Directive
Reproduce the lines of the data below word for word, starting at the line that contains "Return the segmentation of every instance of the **pink" and ending at the line that contains "180), (161, 128)]", with both of those lines included.

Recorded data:
###

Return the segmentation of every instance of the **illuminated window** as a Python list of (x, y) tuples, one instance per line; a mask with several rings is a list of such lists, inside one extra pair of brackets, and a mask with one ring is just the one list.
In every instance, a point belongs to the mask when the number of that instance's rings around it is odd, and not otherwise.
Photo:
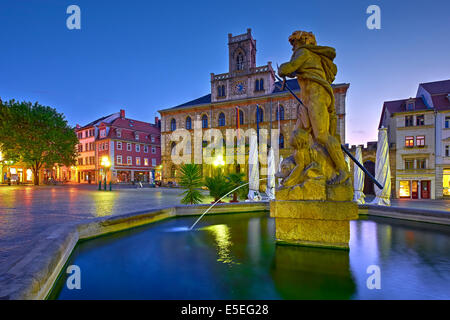
[(405, 137), (405, 147), (414, 147), (414, 137)]
[(417, 136), (416, 137), (416, 146), (418, 146), (418, 147), (425, 146), (425, 136)]
[(411, 170), (414, 169), (414, 160), (407, 159), (405, 160), (405, 170)]
[(416, 116), (416, 126), (425, 125), (425, 116), (423, 114)]
[(411, 197), (411, 187), (409, 181), (400, 181), (399, 195), (401, 198)]

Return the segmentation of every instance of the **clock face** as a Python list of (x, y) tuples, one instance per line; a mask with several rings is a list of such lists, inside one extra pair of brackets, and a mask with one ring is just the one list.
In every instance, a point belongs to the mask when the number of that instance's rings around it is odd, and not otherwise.
[(235, 88), (236, 88), (236, 93), (237, 94), (245, 93), (245, 84), (244, 84), (244, 82), (236, 83)]

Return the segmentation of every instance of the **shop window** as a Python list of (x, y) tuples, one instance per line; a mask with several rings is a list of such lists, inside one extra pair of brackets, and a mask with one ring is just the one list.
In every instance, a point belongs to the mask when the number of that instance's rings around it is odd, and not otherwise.
[(410, 198), (411, 197), (411, 187), (409, 181), (400, 181), (400, 198)]
[(414, 137), (405, 137), (405, 147), (407, 148), (414, 147)]
[(418, 147), (425, 146), (425, 136), (417, 136), (416, 137), (416, 146), (418, 146)]
[(416, 116), (416, 126), (425, 125), (425, 116), (423, 114)]

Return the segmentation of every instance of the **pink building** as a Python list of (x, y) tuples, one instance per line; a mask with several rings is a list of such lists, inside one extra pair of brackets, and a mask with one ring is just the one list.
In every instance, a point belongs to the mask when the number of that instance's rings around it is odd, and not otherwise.
[(155, 124), (119, 117), (98, 125), (96, 166), (101, 178), (121, 182), (161, 180), (161, 128)]

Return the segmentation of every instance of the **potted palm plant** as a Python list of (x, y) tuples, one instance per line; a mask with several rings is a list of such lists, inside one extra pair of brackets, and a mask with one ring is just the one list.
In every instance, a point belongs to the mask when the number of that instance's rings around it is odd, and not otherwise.
[(186, 190), (181, 194), (182, 204), (198, 204), (202, 202), (203, 195), (198, 190), (202, 186), (201, 167), (198, 164), (183, 164), (180, 167), (180, 185)]
[[(230, 184), (230, 189), (236, 189), (239, 186), (242, 186), (245, 182), (244, 182), (244, 174), (241, 172), (233, 172), (230, 173), (226, 179), (228, 180), (228, 183)], [(244, 187), (242, 187), (244, 188)], [(240, 188), (240, 189), (242, 189)], [(242, 195), (242, 193), (240, 192), (240, 189), (237, 189), (233, 192), (233, 200), (231, 200), (230, 202), (239, 202), (238, 201), (238, 195)]]

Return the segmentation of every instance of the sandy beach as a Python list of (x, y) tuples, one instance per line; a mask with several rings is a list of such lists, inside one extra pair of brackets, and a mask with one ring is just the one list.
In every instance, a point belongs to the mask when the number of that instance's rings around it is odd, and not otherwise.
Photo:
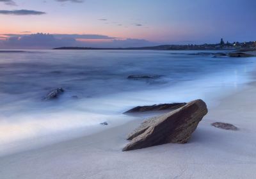
[[(136, 120), (103, 132), (0, 158), (1, 179), (255, 178), (255, 84), (209, 109), (190, 142), (122, 152)], [(238, 131), (211, 125), (216, 121)]]

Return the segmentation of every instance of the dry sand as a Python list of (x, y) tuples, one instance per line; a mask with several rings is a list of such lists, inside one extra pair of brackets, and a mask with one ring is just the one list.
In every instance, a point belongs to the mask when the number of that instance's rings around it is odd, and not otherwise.
[[(141, 121), (0, 158), (0, 178), (255, 178), (256, 87), (209, 109), (189, 143), (121, 152)], [(238, 131), (211, 125), (230, 123)]]

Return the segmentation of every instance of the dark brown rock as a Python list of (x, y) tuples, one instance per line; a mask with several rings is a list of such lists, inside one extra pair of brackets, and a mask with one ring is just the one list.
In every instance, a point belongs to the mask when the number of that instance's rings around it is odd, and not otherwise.
[(143, 105), (143, 106), (137, 106), (132, 108), (124, 113), (142, 113), (142, 112), (148, 112), (148, 111), (157, 111), (163, 110), (175, 110), (184, 106), (186, 103), (172, 103), (172, 104), (154, 104), (152, 105)]
[(123, 148), (128, 151), (165, 143), (186, 143), (207, 113), (202, 100), (192, 101), (175, 111), (144, 121), (129, 135), (131, 141)]
[(220, 122), (216, 122), (216, 123), (213, 123), (211, 124), (211, 125), (220, 128), (222, 129), (225, 129), (225, 130), (237, 130), (238, 128), (234, 126), (232, 124), (230, 123), (220, 123)]

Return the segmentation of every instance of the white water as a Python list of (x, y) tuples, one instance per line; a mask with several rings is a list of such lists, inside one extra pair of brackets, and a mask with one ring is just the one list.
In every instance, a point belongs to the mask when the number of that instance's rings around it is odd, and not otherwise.
[[(88, 135), (135, 117), (136, 105), (202, 98), (209, 107), (251, 80), (252, 58), (195, 52), (29, 51), (0, 53), (0, 154)], [(159, 75), (129, 80), (129, 75)], [(57, 100), (44, 102), (62, 87)], [(71, 97), (77, 95), (78, 99)], [(109, 125), (99, 125), (108, 121)]]

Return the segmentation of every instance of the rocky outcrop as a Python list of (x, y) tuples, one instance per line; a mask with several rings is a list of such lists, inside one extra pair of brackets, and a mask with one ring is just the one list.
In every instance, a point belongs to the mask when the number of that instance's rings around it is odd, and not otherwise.
[(158, 111), (163, 110), (175, 110), (180, 107), (184, 106), (186, 103), (172, 103), (172, 104), (154, 104), (152, 105), (143, 105), (143, 106), (137, 106), (134, 107), (125, 113), (142, 113), (142, 112), (149, 112), (149, 111)]
[(234, 52), (228, 54), (230, 57), (252, 57), (254, 56), (252, 54), (246, 52)]
[(144, 121), (131, 134), (131, 141), (123, 148), (128, 151), (165, 143), (186, 143), (207, 113), (202, 100), (192, 101), (175, 111)]
[(234, 126), (232, 124), (230, 123), (220, 123), (220, 122), (216, 122), (216, 123), (213, 123), (211, 124), (211, 125), (218, 127), (222, 129), (225, 129), (225, 130), (237, 130), (238, 128)]
[(51, 100), (52, 99), (58, 98), (58, 97), (64, 92), (63, 88), (56, 88), (51, 91), (46, 97), (44, 98), (45, 100)]

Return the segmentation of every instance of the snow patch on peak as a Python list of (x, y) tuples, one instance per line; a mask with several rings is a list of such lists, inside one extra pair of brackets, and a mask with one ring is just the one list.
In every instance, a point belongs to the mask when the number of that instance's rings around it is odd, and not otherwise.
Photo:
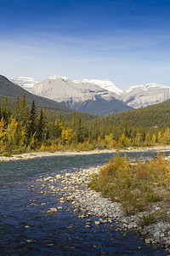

###

Response to this task
Return the segmentation of every instance of the **pink building** as a Python list of (x, y) tuples, one instance per line; a mask with several rings is a list of such lists, inside one extra pair of brackets, and a mask with one ring is just the one list.
In every instance, a point belongs to the mask when the number of that instance's rings around it is odd, and not otherwise.
[(155, 124), (119, 117), (98, 125), (96, 166), (101, 178), (121, 182), (161, 180), (161, 128)]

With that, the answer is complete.